#### 取り組む問題:
**1.** 原文について、次の問いに答えてください。
(a) 何番目の質疑応答から取り上げるとしていますか。
(b) 問の箇所は何ページと示されていますか。
(c) 2点目で引用された発言では、市場や経済主体の何に働きかけることが重要とされていますか。
**2.** 原文の「挨拶に引き続き、片岡君の記者会見を取り上げます。」から「ているのか教えてください。』」までを、その語句も含めて一字一句たがえずに書き写してください。

#### 原文:
挨拶に引き続き、片岡君の記者会見を取り上げます。
http://www.boj.or.jp/announcements/press/kaiken_2019/kk190228a.pdf
3つ目の質疑応答からまいります。
(問)※4~5ページ
『2点お聞きします。1点目は、講演で、金融緩和が「長期化するほど、出口戦略の負荷が高まりますし、金融緩和の副作用も累積的に高まります」とおっしゃっています。出口戦略の負荷が高まるというのは具体的にどういうことか、何が起こり得るのでしょうか。また、金融緩和の副作用が顕現化した、あるいはもっと強まり累積的に大きくなった場合には、何が起こるのかについて、具体的に教えて頂きたいと思います。
2点目は、「財政・金融政策のさらなる連携を図る工夫を講じることで、市場や経済主体の期待や予想に働きかけていくことも重要である」とおっしゃっています。金融政策と財政政策の色々な協調は既にされていると思いますが、この「さらなる連携」とは具体的にどういうことをイメージされているのか教えてください。』

#### 記録一覧:

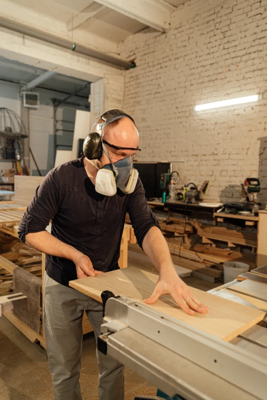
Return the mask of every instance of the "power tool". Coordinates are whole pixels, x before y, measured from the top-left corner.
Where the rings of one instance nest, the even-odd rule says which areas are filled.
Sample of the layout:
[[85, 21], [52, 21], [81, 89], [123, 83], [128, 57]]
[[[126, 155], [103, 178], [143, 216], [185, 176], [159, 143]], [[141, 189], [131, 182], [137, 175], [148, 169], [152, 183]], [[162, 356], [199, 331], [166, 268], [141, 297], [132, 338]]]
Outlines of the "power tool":
[[248, 203], [256, 203], [257, 195], [260, 192], [260, 182], [258, 178], [247, 178], [241, 186]]
[[[260, 192], [260, 182], [258, 178], [247, 178], [241, 184], [243, 198], [238, 203], [226, 203], [221, 211], [233, 214], [255, 214], [260, 209], [257, 202], [257, 195]], [[247, 201], [245, 201], [246, 200]]]
[[209, 183], [209, 180], [204, 181], [199, 190], [195, 183], [192, 182], [188, 183], [183, 187], [183, 192], [178, 194], [180, 200], [186, 203], [197, 203], [202, 201]]
[[161, 175], [160, 187], [162, 190], [167, 190], [170, 184], [171, 181], [173, 181], [173, 184], [176, 185], [180, 180], [180, 176], [176, 171], [170, 173], [164, 173]]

#### 解答例:
**1.**
(a) 3つ目
(b) 4~5ページ
(c) 期待や予想

**2.**
挨拶に引き続き、片岡君の記者会見を取り上げます。
http://www.boj.or.jp/announcements/press/kaiken_2019/kk190228a.pdf
3つ目の質疑応答からまいります。
(問)※4~5ページ
『2点お聞きします。1点目は、講演で、金融緩和が「長期化するほど、出口戦略の負荷が高まりますし、金融緩和の副作用も累積的に高まります」とおっしゃっています。出口戦略の負荷が高まるというのは具体的にどういうことか、何が起こり得るのでしょうか。また、金融緩和の副作用が顕現化した、あるいはもっと強まり累積的に大きくなった場合には、何が起こるのかについて、具体的に教えて頂きたいと思います。
2点目は、「財政・金融政策のさらなる連携を図る工夫を講じることで、市場や経済主体の期待や予想に働きかけていくことも重要である」とおっしゃっています。金融政策と財政政策の色々な協調は既にされていると思いますが、この「さらなる連携」とは具体的にどういうことをイメージされているのか教えてください。』